## Input for this task:

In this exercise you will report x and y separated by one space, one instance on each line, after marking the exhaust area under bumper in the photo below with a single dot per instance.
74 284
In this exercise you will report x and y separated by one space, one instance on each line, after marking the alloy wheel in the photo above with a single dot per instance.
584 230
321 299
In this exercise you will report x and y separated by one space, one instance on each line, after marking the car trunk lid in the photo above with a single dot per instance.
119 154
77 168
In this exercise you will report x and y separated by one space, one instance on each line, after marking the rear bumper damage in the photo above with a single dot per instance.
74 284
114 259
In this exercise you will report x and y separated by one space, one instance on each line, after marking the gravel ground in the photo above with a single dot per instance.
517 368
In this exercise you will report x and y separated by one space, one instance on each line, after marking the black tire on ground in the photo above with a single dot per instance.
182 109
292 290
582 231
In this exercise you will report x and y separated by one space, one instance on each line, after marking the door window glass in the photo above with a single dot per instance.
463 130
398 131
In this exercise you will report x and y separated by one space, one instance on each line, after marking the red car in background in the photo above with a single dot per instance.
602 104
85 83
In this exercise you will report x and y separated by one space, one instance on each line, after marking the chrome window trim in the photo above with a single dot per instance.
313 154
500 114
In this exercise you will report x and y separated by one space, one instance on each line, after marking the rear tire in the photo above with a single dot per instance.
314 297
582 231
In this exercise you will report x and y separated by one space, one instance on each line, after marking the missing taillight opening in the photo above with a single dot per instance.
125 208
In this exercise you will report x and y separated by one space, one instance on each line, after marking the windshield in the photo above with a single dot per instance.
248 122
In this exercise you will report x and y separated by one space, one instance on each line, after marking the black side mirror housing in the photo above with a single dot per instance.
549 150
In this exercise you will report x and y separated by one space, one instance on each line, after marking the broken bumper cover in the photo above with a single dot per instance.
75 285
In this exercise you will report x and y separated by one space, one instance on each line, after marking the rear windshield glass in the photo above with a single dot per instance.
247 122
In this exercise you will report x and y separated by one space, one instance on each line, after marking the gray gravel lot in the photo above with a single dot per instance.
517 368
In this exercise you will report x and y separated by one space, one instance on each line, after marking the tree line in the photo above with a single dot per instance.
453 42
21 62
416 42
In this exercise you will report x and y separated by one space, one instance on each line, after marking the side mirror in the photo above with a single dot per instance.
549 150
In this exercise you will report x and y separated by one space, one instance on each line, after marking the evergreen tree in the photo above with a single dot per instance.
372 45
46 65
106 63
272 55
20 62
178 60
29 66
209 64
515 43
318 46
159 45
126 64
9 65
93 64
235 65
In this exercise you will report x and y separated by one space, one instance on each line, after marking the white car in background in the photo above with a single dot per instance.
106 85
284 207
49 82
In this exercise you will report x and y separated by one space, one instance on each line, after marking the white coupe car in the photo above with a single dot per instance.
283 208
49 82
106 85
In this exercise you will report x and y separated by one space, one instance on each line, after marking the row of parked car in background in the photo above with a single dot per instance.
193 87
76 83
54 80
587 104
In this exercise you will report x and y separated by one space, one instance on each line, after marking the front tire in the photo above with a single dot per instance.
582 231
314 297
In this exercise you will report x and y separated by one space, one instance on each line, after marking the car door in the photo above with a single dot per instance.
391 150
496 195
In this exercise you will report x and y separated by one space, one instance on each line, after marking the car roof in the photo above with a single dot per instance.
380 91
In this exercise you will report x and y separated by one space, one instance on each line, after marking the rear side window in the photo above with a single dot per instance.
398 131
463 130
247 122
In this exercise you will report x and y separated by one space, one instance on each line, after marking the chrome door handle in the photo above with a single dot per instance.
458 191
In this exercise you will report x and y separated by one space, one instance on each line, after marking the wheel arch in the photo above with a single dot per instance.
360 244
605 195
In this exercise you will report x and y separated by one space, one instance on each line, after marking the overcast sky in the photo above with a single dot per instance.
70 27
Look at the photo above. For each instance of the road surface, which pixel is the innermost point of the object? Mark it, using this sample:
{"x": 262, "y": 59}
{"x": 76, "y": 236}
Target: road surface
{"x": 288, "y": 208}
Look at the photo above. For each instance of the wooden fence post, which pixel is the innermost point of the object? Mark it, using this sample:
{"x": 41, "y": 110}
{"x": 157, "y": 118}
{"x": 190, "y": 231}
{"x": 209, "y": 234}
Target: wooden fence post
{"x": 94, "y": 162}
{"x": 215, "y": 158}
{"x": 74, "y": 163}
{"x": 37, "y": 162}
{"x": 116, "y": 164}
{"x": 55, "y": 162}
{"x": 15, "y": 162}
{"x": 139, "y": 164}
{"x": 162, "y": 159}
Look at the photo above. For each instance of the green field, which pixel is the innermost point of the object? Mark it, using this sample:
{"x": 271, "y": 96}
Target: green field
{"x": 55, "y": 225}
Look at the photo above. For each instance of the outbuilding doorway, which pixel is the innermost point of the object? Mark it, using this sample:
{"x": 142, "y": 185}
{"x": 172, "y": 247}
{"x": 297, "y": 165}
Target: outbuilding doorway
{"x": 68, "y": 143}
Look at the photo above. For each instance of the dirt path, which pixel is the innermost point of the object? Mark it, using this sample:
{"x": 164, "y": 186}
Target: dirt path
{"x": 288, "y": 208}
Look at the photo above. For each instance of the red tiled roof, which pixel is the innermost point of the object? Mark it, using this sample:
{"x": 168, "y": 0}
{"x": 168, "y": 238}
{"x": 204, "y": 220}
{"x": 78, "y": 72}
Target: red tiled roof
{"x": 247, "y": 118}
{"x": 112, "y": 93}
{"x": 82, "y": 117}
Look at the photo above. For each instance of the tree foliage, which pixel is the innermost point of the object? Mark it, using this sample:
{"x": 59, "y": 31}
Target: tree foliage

## Your goal:
Give again the lines from the line holding "Look at the photo above. For each instance of the dirt" through the close of the listing, both included, exactly as written and with nothing else.

## Task answer:
Look at the photo above. For each instance of the dirt path, which pixel is the innermost point of the object? Mark it, using this sample:
{"x": 164, "y": 186}
Target: dirt path
{"x": 288, "y": 208}
Look at the photo above. For each instance of the red tiled roof, which pixel is the innermost point of the object? Mark it, using this sample:
{"x": 168, "y": 0}
{"x": 168, "y": 238}
{"x": 204, "y": 220}
{"x": 78, "y": 72}
Target: red tiled roof
{"x": 247, "y": 118}
{"x": 112, "y": 93}
{"x": 82, "y": 117}
Look at the photo above. For each instance of the tree foliage, which pixel is the innermost point of the object? Mark it, using this sample:
{"x": 59, "y": 31}
Target: tree foliage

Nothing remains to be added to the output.